▶ Instructions for the task
Copy every line of the records below word for word, and leave out the pictures.

▶ Data listing
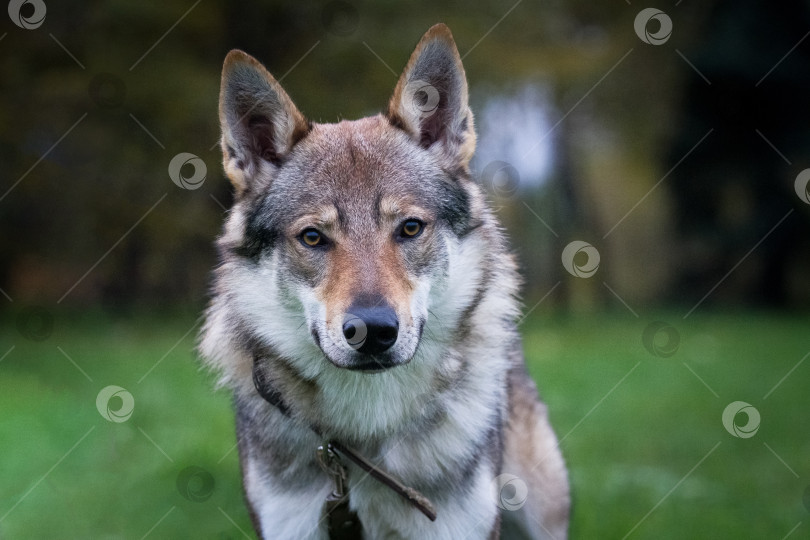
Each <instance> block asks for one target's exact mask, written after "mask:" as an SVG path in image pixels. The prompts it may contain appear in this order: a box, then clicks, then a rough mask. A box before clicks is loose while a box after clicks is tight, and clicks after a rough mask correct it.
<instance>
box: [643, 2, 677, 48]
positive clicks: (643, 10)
mask: <svg viewBox="0 0 810 540" xmlns="http://www.w3.org/2000/svg"><path fill="white" fill-rule="evenodd" d="M651 21H655V23H657V24H658V30H657V31H655V32H651V31H650V22H651ZM633 28H634V29H635V31H636V35H637V36H638V38H639V39H640V40H641V41H643V42H644V43H647V44H649V45H663V44H664V43H666V42H667V41H668V40H669V38H670V36H671V35H672V19H670V18H669V15H667V14H666V13H664V12H663V11H661V10H660V9H656V8H644V9H642V10H641V11H639V12H638V15H636V19H635V20H634V21H633Z"/></svg>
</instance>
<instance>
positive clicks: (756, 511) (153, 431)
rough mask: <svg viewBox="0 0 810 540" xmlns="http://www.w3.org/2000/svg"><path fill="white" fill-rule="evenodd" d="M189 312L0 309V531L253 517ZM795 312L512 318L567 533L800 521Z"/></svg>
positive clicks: (150, 528) (139, 524) (805, 419)
mask: <svg viewBox="0 0 810 540" xmlns="http://www.w3.org/2000/svg"><path fill="white" fill-rule="evenodd" d="M195 316H196V315H194V314H190V313H189V314H185V315H182V316H174V317H169V316H162V317H155V316H153V317H149V318H147V317H140V316H133V317H130V318H127V319H117V320H115V321H111V320H110V319H108V318H104V317H100V316H93V315H77V314H73V315H71V316H66V315H57V316H56V318H55V324H54V328H53V332H52V334H51V335H50V336H48V337H46V338H45V339H43V340H42V341H33V340H31V339H26V338H25V337H23V336H22V335H21V334H20V333H19V332H18V330H17V329H16V328H15V320H14V319H13V317H12V315H11V314H6V315H5V317H3V318H2V322H3V324H2V325H1V326H0V328H3V331H2V333H0V356H2V355H3V354H6V352H7V351H9V349H11V347H12V346H13V349H11V351H10V352H8V354H6V356H5V357H4V358H3V359H2V361H0V448H2V454H3V457H2V459H0V538H2V539H18V538H26V539H27V538H136V539H138V538H143V537H144V536H145V535H148V538H155V539H157V538H190V537H194V538H221V539H225V538H241V537H243V533H242V532H241V531H244V532H245V533H247V536H248V537H253V535H252V532H251V529H250V524H249V520H248V516H247V512H246V510H245V507H244V504H243V502H242V496H241V490H240V483H239V465H238V460H237V455H236V452H235V450H234V449H233V448H234V443H235V439H234V433H233V419H232V414H231V406H230V401H229V397H228V396H227V395H226V394H225V393H223V392H220V393H216V394H213V393H212V392H211V387H212V378H211V376H210V375H209V374H207V373H204V372H201V371H200V370H199V368H198V365H197V363H196V362H195V357H194V353H193V347H194V336H195V334H196V329H194V330H190V329H192V327H193V325H194V320H195ZM654 320H661V321H668V322H669V323H670V324H672V325H673V326H674V327H675V328H676V331H677V333H678V339H679V341H678V346H677V350H674V354H672V355H671V356H669V357H662V356H655V355H654V354H651V353H650V352H649V351H648V350H647V349H646V348H645V346H644V345H643V340H642V336H643V334H644V330H645V328H646V327H647V325H648V324H649V323H650V322H652V321H654ZM808 323H810V319H808V318H807V317H803V316H788V315H783V314H763V313H742V314H740V313H738V314H710V315H708V314H700V313H696V314H694V315H692V316H691V317H689V318H688V319H687V320H685V321H684V320H683V319H682V316H681V314H678V313H674V312H672V313H661V314H658V316H656V317H654V318H649V319H636V318H634V317H632V316H631V315H626V314H624V313H615V314H610V315H601V316H587V317H557V318H549V317H542V316H537V317H534V318H531V319H529V320H527V321H526V322H525V323H524V325H523V327H522V332H523V335H524V336H525V348H526V352H527V356H528V358H529V359H530V361H529V364H530V371H531V373H532V375H533V376H534V377H535V378H536V379H537V380H538V381H539V383H540V388H541V392H542V393H543V396H544V398H545V400H546V401H547V402H548V403H549V406H550V410H551V416H552V421H553V423H554V425H555V427H556V430H557V433H558V434H559V436H560V437H561V438H562V439H563V440H562V449H563V453H564V454H565V456H566V459H567V461H568V464H569V467H570V471H571V472H570V473H571V480H572V485H573V491H574V514H573V522H572V526H571V536H572V537H573V538H623V537H625V535H627V534H628V533H630V532H631V531H632V534H631V535H630V537H631V538H656V539H659V538H735V539H736V538H775V539H777V540H778V539H780V538H783V537H784V536H785V535H787V534H788V533H790V532H791V530H792V529H794V527H796V525H797V524H798V523H800V522H801V525H799V526H798V528H797V529H795V530H794V531H793V532H792V534H791V535H790V537H791V538H808V537H810V513H808V512H810V508H808V509H806V508H805V506H804V504H803V502H802V496H803V493H804V492H805V489H807V488H808V486H810V459H808V458H809V457H810V422H809V421H808V411H810V392H808V389H810V385H809V384H808V379H809V378H810V360H808V361H806V362H802V363H801V364H800V365H798V367H796V368H795V370H794V371H793V372H792V373H791V374H790V375H789V376H788V377H787V378H785V379H784V380H783V381H782V382H781V384H778V383H779V382H780V380H782V379H783V377H785V375H786V374H788V372H790V371H791V369H793V368H794V367H795V366H796V365H797V363H798V362H799V361H800V360H801V359H802V358H803V357H804V356H805V355H806V354H807V353H808V352H810V332H808V330H807V329H808ZM40 337H41V336H40ZM666 337H667V335H666V334H665V333H659V335H657V339H655V340H653V344H654V345H656V346H658V347H662V348H664V349H666V345H667V344H666V343H664V342H665V341H666ZM670 345H673V344H672V343H670ZM673 348H674V347H673ZM665 352H667V351H665ZM669 352H672V351H671V350H670V351H669ZM68 357H69V358H70V359H69V358H68ZM71 360H72V361H71ZM74 362H75V365H74ZM77 366H78V367H77ZM83 372H84V373H83ZM701 379H702V380H701ZM777 384H778V386H777ZM109 385H117V386H120V387H123V388H125V389H126V390H127V391H129V392H130V393H131V394H132V395H133V397H134V402H135V407H134V412H133V413H132V416H131V417H130V418H129V419H128V420H126V421H124V422H120V423H118V422H111V421H107V420H105V419H104V418H103V417H102V416H101V414H100V413H99V411H98V410H97V407H96V397H97V395H98V393H99V391H100V390H101V389H102V388H105V387H107V386H109ZM774 387H776V388H775V389H774ZM766 395H767V397H766ZM734 401H744V402H747V403H749V404H751V405H753V406H754V407H755V408H756V409H757V410H758V411H759V413H760V415H761V425H760V428H759V430H758V431H757V432H756V434H755V435H754V436H753V437H750V438H737V437H734V436H732V435H731V434H729V432H728V431H726V429H725V428H724V426H723V423H722V421H721V416H722V414H723V410H724V409H725V408H726V406H727V405H729V404H730V403H731V402H734ZM110 403H111V407H112V410H113V411H114V410H116V409H117V408H118V407H119V406H120V405H121V403H123V402H122V401H121V398H120V397H114V398H112V400H111V402H110ZM737 421H738V423H739V424H744V423H745V415H742V414H741V415H738V418H737ZM189 467H198V468H199V469H190V468H189ZM200 470H203V471H204V472H203V473H200ZM797 476H798V477H797ZM807 506H808V507H810V501H808V502H807ZM240 529H241V531H240Z"/></svg>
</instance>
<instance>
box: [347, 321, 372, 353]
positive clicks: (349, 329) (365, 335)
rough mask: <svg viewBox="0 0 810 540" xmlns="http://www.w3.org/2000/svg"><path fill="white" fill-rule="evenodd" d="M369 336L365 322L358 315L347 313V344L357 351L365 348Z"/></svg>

▶ Exercise response
Each <instance> block asks for one target's exact mask, written after "mask:" as an SVG path in image pixels. The prompts it may contain appear in this order: a box, then clicks, then a rough mask. A box before clicks is loose while a box after clicks is tight, and clicks after a rough mask correct it.
<instance>
box: [643, 2, 677, 48]
positive clicks: (643, 10)
mask: <svg viewBox="0 0 810 540" xmlns="http://www.w3.org/2000/svg"><path fill="white" fill-rule="evenodd" d="M651 21H655V23H657V24H658V30H657V31H655V32H651V31H650V22H651ZM633 28H634V29H635V31H636V35H637V36H638V38H639V39H640V40H641V41H643V42H644V43H647V44H649V45H663V44H664V43H666V42H667V41H668V40H669V38H670V36H671V35H672V19H670V18H669V15H667V14H666V13H664V12H663V11H661V10H660V9H656V8H644V9H642V10H641V11H639V12H638V15H636V19H635V20H634V21H633Z"/></svg>
</instance>
<instance>
positive clicks: (756, 511) (153, 431)
rough mask: <svg viewBox="0 0 810 540" xmlns="http://www.w3.org/2000/svg"><path fill="white" fill-rule="evenodd" d="M189 312L0 309V531L253 517ZM795 312L512 318L567 533L800 521Z"/></svg>
positive clicks: (150, 528) (139, 524) (805, 419)
mask: <svg viewBox="0 0 810 540" xmlns="http://www.w3.org/2000/svg"><path fill="white" fill-rule="evenodd" d="M195 316H196V315H194V314H190V313H189V314H185V315H182V316H174V317H169V316H162V317H155V316H153V317H149V318H147V317H140V316H133V317H130V318H127V319H117V320H115V321H111V320H110V319H108V318H104V317H100V316H93V315H77V314H73V315H71V316H66V315H57V316H56V318H55V324H54V328H53V332H52V334H51V335H50V336H48V337H46V338H45V339H43V340H42V341H33V340H31V339H26V338H25V337H23V336H22V335H21V334H20V333H19V332H18V330H17V329H16V328H15V320H14V319H13V317H12V315H11V314H6V315H5V317H3V318H2V322H3V324H2V325H1V326H0V328H3V331H2V333H0V356H2V355H3V354H6V352H7V351H9V349H11V347H12V346H13V349H11V351H10V352H8V354H6V356H5V357H4V358H3V359H2V361H0V448H2V454H3V457H2V459H0V538H2V539H18V538H26V539H27V538H136V539H138V538H143V537H144V536H145V535H148V538H155V539H157V538H190V537H194V538H221V539H225V538H241V537H243V533H242V532H241V531H244V532H245V533H247V536H248V537H253V535H252V532H251V529H250V524H249V520H248V516H247V512H246V510H245V507H244V504H243V502H242V496H241V490H240V483H239V465H238V460H237V455H236V452H235V450H234V449H233V448H234V443H235V439H234V433H233V419H232V414H231V406H230V401H229V397H228V396H227V395H226V394H225V393H223V392H220V393H216V394H213V393H212V392H211V387H212V378H211V376H210V375H209V374H207V373H204V372H201V371H200V370H199V368H198V365H197V363H196V362H195V357H194V353H193V347H194V336H195V334H196V329H194V330H190V329H192V327H193V325H194V320H195ZM654 320H661V321H668V322H669V323H670V324H672V325H673V326H674V327H675V328H676V331H677V333H678V339H679V341H678V346H677V350H674V354H672V355H671V356H669V357H662V356H655V355H654V354H651V353H650V352H649V351H648V350H647V349H646V348H645V346H644V345H643V340H642V336H643V334H644V330H645V328H646V327H647V325H648V324H649V323H650V322H652V321H654ZM808 323H810V319H808V318H807V317H803V316H788V315H783V314H763V313H742V314H740V313H738V314H710V315H708V314H700V313H696V314H694V315H692V316H691V317H689V318H688V319H687V320H685V321H684V320H683V319H682V316H681V314H678V313H674V312H672V313H661V314H658V316H656V317H654V318H649V319H636V318H634V317H632V316H631V315H626V314H624V313H615V314H610V315H601V316H587V317H557V318H549V317H542V316H537V317H534V318H531V319H529V320H527V321H526V322H525V323H524V325H523V327H522V332H523V335H524V336H525V348H526V352H527V356H528V358H529V359H530V361H529V364H530V371H531V373H532V375H533V376H534V377H535V378H536V379H537V380H538V381H539V383H540V388H541V392H542V393H543V396H544V398H545V400H546V401H547V402H548V403H549V406H550V410H551V416H552V421H553V423H554V425H555V427H556V430H557V433H558V434H559V436H560V437H561V438H562V439H563V440H562V449H563V453H564V454H565V456H566V459H567V461H568V464H569V467H570V471H571V472H570V473H571V480H572V485H573V491H574V514H573V522H572V526H571V536H572V537H573V538H623V537H625V535H627V534H628V533H630V532H631V531H632V534H631V535H630V537H631V538H656V539H659V538H735V539H736V538H775V539H777V540H778V539H780V538H783V537H784V536H785V535H787V534H788V533H790V532H791V530H792V529H794V527H796V525H797V524H798V523H800V522H801V525H799V526H798V528H797V529H795V530H794V531H793V532H792V534H791V535H790V537H791V538H808V537H810V513H808V512H810V508H808V509H806V508H805V506H804V504H803V502H802V496H803V493H804V492H805V489H807V488H808V486H810V459H808V458H809V457H810V422H809V421H808V411H810V392H808V389H810V385H809V384H808V379H809V378H810V360H808V361H806V362H802V363H801V364H800V365H798V367H796V368H795V370H794V371H793V372H792V373H791V374H790V375H789V376H788V377H787V378H785V379H784V380H783V381H782V382H781V384H778V383H779V382H780V380H782V379H783V377H785V375H786V374H788V372H790V371H791V369H793V368H794V367H795V366H796V365H797V363H798V362H799V361H800V360H801V359H802V358H803V357H804V356H805V355H806V354H807V353H808V352H810V332H808V330H807V329H808ZM40 337H41V336H40ZM666 337H667V335H666V334H665V333H659V335H657V339H655V340H653V344H654V345H656V346H658V347H662V348H664V349H666V345H667V344H666V343H664V342H665V341H666ZM670 345H673V344H672V343H670ZM673 348H674V347H673ZM665 352H667V351H665ZM669 352H672V351H671V350H670V351H669ZM68 357H69V358H70V359H69V358H68ZM71 360H72V361H71ZM74 362H75V365H74ZM77 366H78V367H77ZM83 372H84V373H83ZM701 379H702V380H701ZM777 384H778V386H777ZM109 385H117V386H120V387H123V388H125V389H126V390H127V391H129V392H130V393H131V394H132V395H133V397H134V402H135V407H134V412H133V413H132V416H131V417H130V418H129V419H128V420H126V421H124V422H120V423H118V422H111V421H107V420H105V419H104V418H103V417H102V416H101V414H100V413H99V411H98V410H97V407H96V397H97V395H98V393H99V391H100V390H101V389H102V388H105V387H107V386H109ZM774 387H776V388H775V389H774ZM766 395H767V397H766ZM734 401H744V402H747V403H749V404H751V405H753V406H754V407H755V408H756V409H757V410H758V411H759V413H760V415H761V425H760V428H759V430H758V431H757V432H756V434H755V435H754V436H753V437H750V438H737V437H734V436H732V435H731V434H729V432H728V431H726V429H725V428H724V426H723V423H722V421H721V416H722V414H723V410H724V409H725V408H726V406H727V405H729V404H730V403H731V402H734ZM110 403H111V407H112V410H113V411H114V410H116V409H117V408H118V407H119V406H120V405H121V403H123V402H122V401H121V398H120V397H114V398H112V400H111V402H110ZM737 421H738V423H739V424H744V423H745V415H742V414H741V415H738V418H737ZM189 467H198V468H199V469H190V468H189ZM200 470H203V471H204V472H203V473H200ZM797 476H798V477H797ZM807 506H808V507H810V501H808V502H807ZM240 529H241V531H240Z"/></svg>
</instance>
<instance>
box: [347, 321, 372, 353]
positive clicks: (349, 329) (365, 335)
rough mask: <svg viewBox="0 0 810 540" xmlns="http://www.w3.org/2000/svg"><path fill="white" fill-rule="evenodd" d="M369 336L365 322L358 315L347 313V344L357 351L365 348Z"/></svg>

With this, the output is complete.